## QUOTED TEXT
-*-*-

Thursday 15 May 2014

Why voting Green is a good protest vote


There are millions of people in the UK who have been left politically disenfranchised by the dramatic shift to the right of the Labour party. You only need to look at the shadow chancellor Ed Balls (a man trained in neoclassical economics at Oxford University, where he was also a member of the Oxford University Conservative Association) to see that they no longer represent the interests of the working man as their name implies.

Although the mainstream media has been remarkably successful in demonising the word "socialism", the majority of British people still believe in explicitly socialist ideas. A 2014 YouGov poll found that 84% of the public want the NHS run as a not-for-profit public service, 68% want the profiteering energy companies to be nationalised, 67% think the Royal Mail should never have been sold off and 66% want the rail network renationalised.

There is still a massive appetite for left-wing political ideas in the UK, yet all three of the Westminster establishment parties (Blue Tories, Yellow Tories and Red Tories) are all ideologically opposed to democratic control over our vital national infrastructure, favouring adherence to the Thatcherite ideology of neoliberalism (that has resulted in decades of appalling neglect of UK manufacturing, soaring trade deficits, rising inequality and the complete meltdown of the recklessly deregulated financial sector in 2008).

Astonishingly, the party that is achieving the most success by posturing themselves as an "alternative" to this cosy Thatcherite consensus is UKIP, a party which is even more enthusiastic about right-wing neoliberal economics than the Westminster establishment three! The effect of this rise in UKIP popularity has been to drag the Conservatives even further to the right than they were before, resulting in ludicrous stunts like their trolling of ethnically diverse areas with taxpayer funded "Go Home" vans.

-*-*-

## PROVIDED INFORMATION
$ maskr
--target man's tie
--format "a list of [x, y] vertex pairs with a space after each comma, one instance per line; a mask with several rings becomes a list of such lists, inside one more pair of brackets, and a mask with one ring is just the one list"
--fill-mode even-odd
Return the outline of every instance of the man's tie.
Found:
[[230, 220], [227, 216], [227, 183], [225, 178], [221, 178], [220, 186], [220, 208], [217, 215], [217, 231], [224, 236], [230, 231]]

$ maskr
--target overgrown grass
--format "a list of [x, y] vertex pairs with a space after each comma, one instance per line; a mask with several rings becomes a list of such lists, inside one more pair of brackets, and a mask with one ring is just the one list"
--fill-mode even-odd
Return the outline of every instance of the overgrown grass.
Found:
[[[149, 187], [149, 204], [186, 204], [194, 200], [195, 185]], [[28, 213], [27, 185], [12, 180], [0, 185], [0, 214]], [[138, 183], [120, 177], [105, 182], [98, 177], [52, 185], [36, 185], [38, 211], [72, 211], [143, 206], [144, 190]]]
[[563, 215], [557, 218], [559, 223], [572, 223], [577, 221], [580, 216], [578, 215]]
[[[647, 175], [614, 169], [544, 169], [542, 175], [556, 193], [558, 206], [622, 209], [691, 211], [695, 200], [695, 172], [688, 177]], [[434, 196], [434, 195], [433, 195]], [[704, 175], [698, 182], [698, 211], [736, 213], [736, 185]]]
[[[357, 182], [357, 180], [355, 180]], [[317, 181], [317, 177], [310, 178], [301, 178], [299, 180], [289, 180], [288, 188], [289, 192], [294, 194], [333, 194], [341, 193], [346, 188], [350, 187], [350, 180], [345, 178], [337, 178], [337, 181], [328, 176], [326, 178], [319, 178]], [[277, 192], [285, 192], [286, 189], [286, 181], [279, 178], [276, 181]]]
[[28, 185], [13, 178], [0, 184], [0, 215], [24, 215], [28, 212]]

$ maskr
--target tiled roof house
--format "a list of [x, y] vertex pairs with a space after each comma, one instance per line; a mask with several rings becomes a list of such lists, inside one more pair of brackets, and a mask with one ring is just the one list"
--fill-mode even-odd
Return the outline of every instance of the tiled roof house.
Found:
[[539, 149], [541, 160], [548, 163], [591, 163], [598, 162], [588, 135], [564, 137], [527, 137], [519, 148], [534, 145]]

-*-*-

## PROBLEMS TO SOLVE
a - In the piece on voting Green, what share of the public wanted the rail network renationalised according to the 2014 YouGov poll?
b - Please pick up the piece on voting Green as a protest vote right after its final sentence and carry it on for a few paragraphs.

## FINAL RESULTS
a - 66%

b -
There are a number of smaller parties that explicitly oppose the cosy right-wing neoliberal consensus of the establishment, but most of them are very small factions that don't even have a chance of getting elected under the proportional representation system in the European elections, let alone via the archaic and absurdly unrepresentative voting system used in Westminster elections.

Of the parties that explicitly criticise the neoliberal crony capitalist orthodoxy, the Green Party is the only one making significant gains. They look set to win six seats in the European parliament and relegate the Liberal Democrats to the embarrassment of a 5th place finish, and they are even beginning to rival the Lib-Dems in the General election opinion polls too (8% Green, 9% Lib Dem according to a May 2014 YouGov poll).

One of the best signs that the Greens are an economically progressive party is their engagement with the Positive Money group, who have worked tirelessly to expose the dangerous folly of allowing banks to create money out of nothing, and then rent it out to the public as interest bearing loans and mortgages. In 2013 the Green Party passed a motion to place  money creation in public hands, rather than leaving it to the private banks to create interest bearing loans out of nothing*.

It is lunacy to imagine that political parties that adhere to the bankrupt ideology of neoliberalism that created the economic crisis are going to resolve the fallout from the economic crisis through continued adherence to the neoliberal orthodoxy. What is needed is a political party that is open to progressive new economic ideas, and the largest economically progressive party by far is the Green party.

If you are one of the majority of people who are completely sick of the way the UK economy has been recklessly mismanaged since Margaret Thatcher imposed the neoliberal ideology in 1979, voting Green is a surefire way of expressing your discontent.

It is no surprise at all that political apathy is at an all-time high when the three main parties are offering near identical economic policies. Only slightly more than a third of the electorate even bothered to vote in the last European elections in 2009, and there are no signs that the turnout will be much higher in May 2014. The fact that so many people won't bother to vote has one noteworthy consequence, the voting power of those who do bother to vote is dramatically increased. If the majority can't even be arsed to vote, the minority that do vote, end up with a disproportionate amount of influence over who is eventually elected.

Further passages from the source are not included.